• Exercise requirements
1. In the report on the livestock disease outbreak, why does Peter Kendall say the response six years earlier was hampered?
2. Retype the report on the livestock disease outbreak exactly, from "At this morning's" to "the scientific advice.".

He said: "Luckily for us, the wind is going from north to south so it is not coming in our direction.

"The other thing is that hopefully they have got on top of it in time. They were much quicker off the mark than last time round.

"The first time there was a lot of stock moving across the country. This time there has been a lot less movement."

But he admitted he was concerned about his cattle.

"We are keeping our fingers crossed but there is really nothing we can do about it except wait," he added "We have shut the farm off and are making sure anyone coming onto the farm is stopped. We have also diverted some of the footpaths which go through fields of young stock.

"It doesn't do confidence in agriculture or tourism or British exports any good and of course it will damage confidence in British products.

"Everyone is a loser here, we are losers all round. We can only hope that this outbreak is a flash in the pan."

Cobra held an emergency meeting in the cabinet Office last night where Ms Reynolds told officials it was too early to tell how serious the outbreak could be.

At this morning's meeting Ms Reynolds will present a report to the Prime Minister about the response to the latest outbreak.

Speaking on Radio 4's Today programme Peter Kendall, the president of the National Farmers Union (NFU), said the farming industry would not oppose the use of vaccination of livestock if that was the scientific advice.

He said: "Certainly as an industry we would not stand in any way to object to vaccination if the scientists deem it the right way of moving forward."

Mr Kendall said the 2001 outbreak had been followed by a series of reports which were still fresh in the minds of those dealing with the disease. The response six years ago was hampered because the previous outbreak in 1969 was so long ago and reports had been "left on the shelf", he said.

"I think the Government's reacted well last night in immediately restricting and banning all movements," Mr Kendall added.

"There are a lot of country shows going on over the weekend. Those are all going to have to have all livestock movements banned and restricted. We are trying to work with other organisations to make sure that the word is got out as fast as possible.

"Also, people understand that last time the delay that occurred caused the further spread. Going through some short-term inconvenience now is a price worth paying if we can restrict this and keep it to a single location."

Liberal Democrat leader Sir Menzies Campbell said: "This outbreak is yet another blow for a beleaguered agricultural industry still reeling under the effects of flooding and only now getting over the last bout of this disease.

"The countryside will need all the support it can get from the Government.

"Alternatives, like vaccination, to the terrible pyres of smoke which stained the countryside last time must be actively explored, but in the end the Government will have to follow the best scientific advice."

Chris Huhne, the Liberal Democrat environment spokesman, added: "The Government deserves congratulation for learning the lessons of its shambolic response to the devastating 2001 crisis by stopping all animal movements and preparing for vaccination of surrounding herds as soon as the virus is identified.

"A clear lesson of the last outbreak was the need for speedy vaccination, so the isolation of the virus and a potential matching with banks of vaccine will be key.

"The other priority has to be to keep rural communities informed as this is a time of high anxiety not just among farmers but also for those involved in rural tourism who were hard hit by an entirely unjustified wave of cancellations last time. There is no threat to human health and no reason to cancel any country holiday.

"This crisis could not come at a worse time for rural communities already reeling from the effects of floods on crops and livestock. For many bed and breakfasts, pubs and restaurants, this is the peak season in the school holidays."

RSPCA director general Jackie Ballard said: "Everything must be done to make sure we do not see a return to the appalling mass slaughter of farm animals that occurred during the last outbreak.

"There was widespread public revulsion at the funeral pyres and mass killing, and animal welfare seemed to be the lowest priority for the authorities. That must not be allowed to happen again."

• Dataset entries

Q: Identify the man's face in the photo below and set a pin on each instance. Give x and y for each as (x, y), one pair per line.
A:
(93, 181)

...

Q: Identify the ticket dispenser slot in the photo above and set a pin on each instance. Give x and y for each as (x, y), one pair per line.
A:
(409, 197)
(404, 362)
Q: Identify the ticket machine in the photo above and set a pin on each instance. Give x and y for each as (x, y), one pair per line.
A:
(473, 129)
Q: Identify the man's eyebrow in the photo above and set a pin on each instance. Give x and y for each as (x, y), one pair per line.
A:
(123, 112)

==

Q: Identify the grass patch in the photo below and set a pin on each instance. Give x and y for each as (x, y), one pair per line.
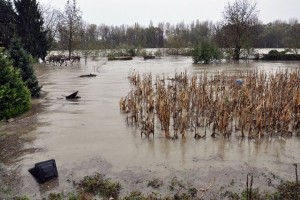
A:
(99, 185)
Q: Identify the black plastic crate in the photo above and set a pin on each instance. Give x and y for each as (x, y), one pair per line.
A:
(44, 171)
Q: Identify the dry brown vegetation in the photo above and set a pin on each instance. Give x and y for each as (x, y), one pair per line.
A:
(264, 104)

• Answers
1. He says it was hampered because the previous outbreak, in 1969, was so long ago and the reports from it had been "left on the shelf."

2.
At this morning's meeting Ms Reynolds will present a report to the Prime Minister about the response to the latest outbreak.

Speaking on Radio 4's Today programme Peter Kendall, the president of the National Farmers Union (NFU), said the farming industry would not oppose the use of vaccination of livestock if that was the scientific advice.